Excerpt to read ::
Back in Paris, your intrepid voyager was able to fill a gap in his travel portfolio – a visit to the area named for St Dennis, or more Gallically, St Denis – an inner suburb of Paris, a metro stop even. Right there on the center square is the magnificent Basilica of St Dennis and a Benedictine abbey. In the Seventh Century, the good King Dagobert founded the abbey; the basilica itself, an early Gothic marvel, goes back to the 12th Century. For a delightful children’s song about Le Bon Roi Dagobert featuring the wonderful French comic actor Bourvil, click HERE .
Today the basilica is best known for its crypts where nearly all the French kings and queens were buried from the 10th century through to the 19th – previously St Germain des Prés had been the royal necropolis. So here were the crypts of legendary kings such as Charles the Hammer, Pepin the Short, Louis the Fat, Robert the Pius, John the Good, Charles the Handsome, Philippe the Handsome, Louis the Quarrelsome and legendary queens such as Anne of Brittany, Blanche of France, Clementia of Hungary, Isabella of Aragon, Constance of Castile, Blanche of Navarre, …
Your intrepid voyager also had a secret agenda as the unappointed ambassador of the Cape Cod town of Dennis MA. Should the municipality ever seek to have a “sister city” in France, there is a perfect candidate, St Denis naturally. Now, based on the hagiographic literature, St Dennis himself was posted by Pope Fabian to the northern outpost of Lutetia in Trans-Alpine Gaul (the present day Paris) in the 3rd Century to serve as the city’s first bishop. Unfortunately, this was a time of persecutions under the emperors Decius and Valerian; St Dennis’ proselytizing angered the Roman authorities there and they marched him up the Street of the Martyrs (Rue des Martyrs) to the Mountain of the Martyrs (Montmartre) where he was unceremoniously beheaded. But then St Dennis joined the ranks of the cephalophoric saints and martyrs (who in all number fifty) as he picked up his head and carried it some three miles to the site of his eponymous basilica where he indicated he was to be buried. This established the location as a holy place and burial ground, soon popular with pilgrims. The abbey and the basilica followed in due course.

Record set ::
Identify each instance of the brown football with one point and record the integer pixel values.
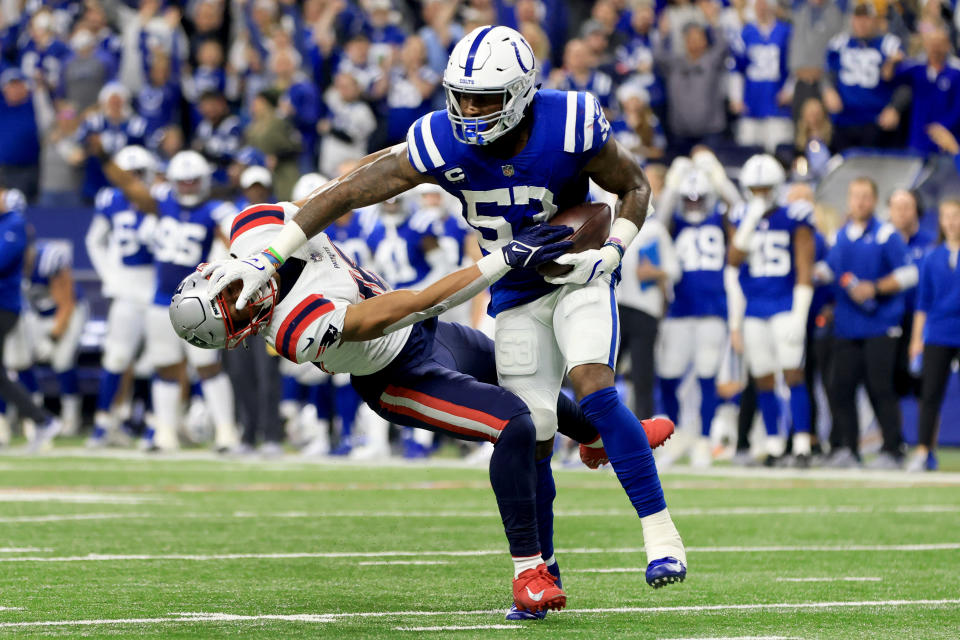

* * *

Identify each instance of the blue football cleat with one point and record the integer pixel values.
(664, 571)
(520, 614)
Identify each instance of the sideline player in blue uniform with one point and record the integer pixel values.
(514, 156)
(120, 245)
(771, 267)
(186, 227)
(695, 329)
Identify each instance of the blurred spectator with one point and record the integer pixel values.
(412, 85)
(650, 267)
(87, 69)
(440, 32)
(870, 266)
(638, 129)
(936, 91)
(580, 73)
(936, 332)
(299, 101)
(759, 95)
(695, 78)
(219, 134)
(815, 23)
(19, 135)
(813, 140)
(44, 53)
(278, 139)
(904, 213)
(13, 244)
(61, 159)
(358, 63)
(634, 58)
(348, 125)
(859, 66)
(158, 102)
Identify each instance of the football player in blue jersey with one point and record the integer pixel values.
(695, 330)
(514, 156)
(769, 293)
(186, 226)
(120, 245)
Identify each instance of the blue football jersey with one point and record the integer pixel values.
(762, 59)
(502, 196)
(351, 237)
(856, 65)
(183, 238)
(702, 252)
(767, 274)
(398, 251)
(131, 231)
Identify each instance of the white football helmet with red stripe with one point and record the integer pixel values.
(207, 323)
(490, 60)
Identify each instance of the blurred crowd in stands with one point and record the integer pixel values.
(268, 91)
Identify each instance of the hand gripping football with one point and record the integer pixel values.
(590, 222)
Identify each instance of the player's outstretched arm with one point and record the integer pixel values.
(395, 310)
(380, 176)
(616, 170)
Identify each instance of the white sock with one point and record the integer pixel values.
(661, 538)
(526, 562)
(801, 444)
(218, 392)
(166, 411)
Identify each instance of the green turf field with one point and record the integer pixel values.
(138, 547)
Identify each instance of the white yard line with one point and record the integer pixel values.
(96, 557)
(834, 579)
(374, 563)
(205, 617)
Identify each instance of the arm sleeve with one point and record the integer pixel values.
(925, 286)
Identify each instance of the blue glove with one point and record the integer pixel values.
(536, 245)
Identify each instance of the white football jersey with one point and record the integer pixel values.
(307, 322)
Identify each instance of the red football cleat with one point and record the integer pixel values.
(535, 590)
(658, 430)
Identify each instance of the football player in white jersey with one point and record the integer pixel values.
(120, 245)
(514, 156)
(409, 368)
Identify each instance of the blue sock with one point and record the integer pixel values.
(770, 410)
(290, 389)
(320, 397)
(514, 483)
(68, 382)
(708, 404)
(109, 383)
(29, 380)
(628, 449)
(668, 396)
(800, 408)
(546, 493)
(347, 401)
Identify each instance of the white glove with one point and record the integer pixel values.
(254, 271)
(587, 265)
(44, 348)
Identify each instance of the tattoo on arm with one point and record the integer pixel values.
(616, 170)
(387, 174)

---

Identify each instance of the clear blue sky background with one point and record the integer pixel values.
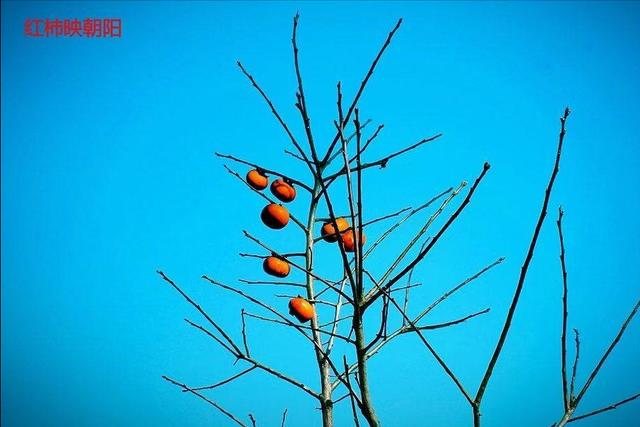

Exercise tasks ::
1. Using the St Denis passage, answer the following:
(a) Who founded the abbey, and in which century?
(b) Which place had served as the royal necropolis before the basilica?
(c) Which pope posted St Dennis to Lutetia?
2. Print the portion of the St Denis passage between "Back in Paris, your" and "click HERE .", inclusive, without any alteration.

Solved tasks ::
1.
(a) King Dagobert founded the abbey in the Seventh Century.
(b) St Germain des Prés.
(c) Pope Fabian.

2.
Back in Paris, your intrepid voyager was able to fill a gap in his travel portfolio – a visit to the area named for St Dennis, or more Gallically, St Denis – an inner suburb of Paris, a metro stop even. Right there on the center square is the magnificent Basilica of St Dennis and a Benedictine abbey. In the Seventh Century, the good King Dagobert founded the abbey; the basilica itself, an early Gothic marvel, goes back to the 12th Century. For a delightful children’s song about Le Bon Roi Dagobert featuring the wonderful French comic actor Bourvil, click HERE .